Charlotte Selb is a programmer at the Hot Docs International Festival, and works as a freelance film critic, a curator and a consultant. She selected artworks inspired by VUCAVU focusing on the theme of memory. Explore her articulations below about her selection—a collection of works that find innovative ways to construct, or deconstruct, memory and to reflect on the notions of family and identity.

 

 
Charlotte Selb

Charlotte Selb,
Programmer and Film Critic

"The Art of Memory"
Film selection and essay by Charlotte Selb

Born in Strasbourg, France, Charlotte Selb studied English there before moving to Montreal, where she obtained a Master’s degree in Film Studies at Concordia University. In 2003, she joined the Montreal International Documentary Festival (RIDM) team; she initially held the post of Programming Coordinator before becoming Director of Programming from 2010 to 2015. During that time, she was part of the nomination committee for the Cinema Eye Honors, and sat on the international juries at Visions du Réel in Switzerland, DOK.fest Munich in Germany, DokuFest in Kosovo, Cinéma du Réel in France, and Camden International Film Festival in the United States. She is now a programmer for Hot Docs International Festival, and works as a freelance film critic (La revue 24 images), a curator and a consultant.

Given information:
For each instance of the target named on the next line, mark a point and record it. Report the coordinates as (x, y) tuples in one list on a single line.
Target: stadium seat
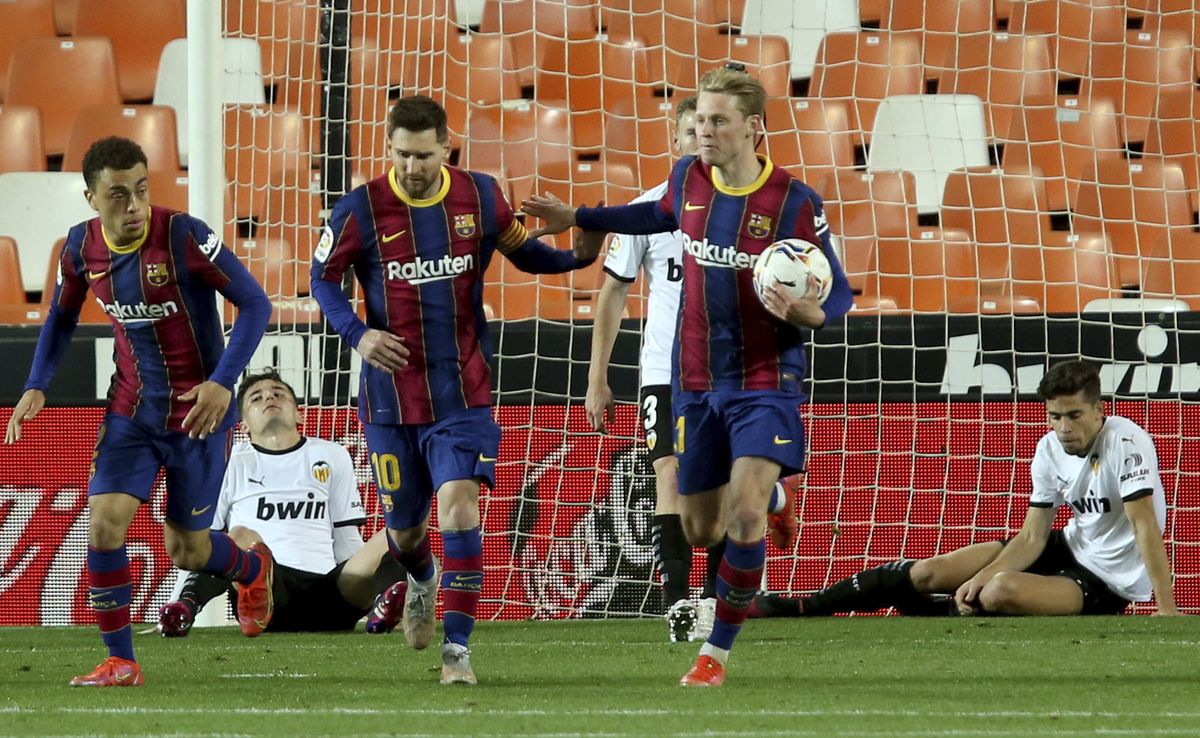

Task to complete:
In the text about Charlotte Selb, during which years was she Director of Programming at the Montreal International Documentary Festival?

Exercise output:
From 2010 to 2015.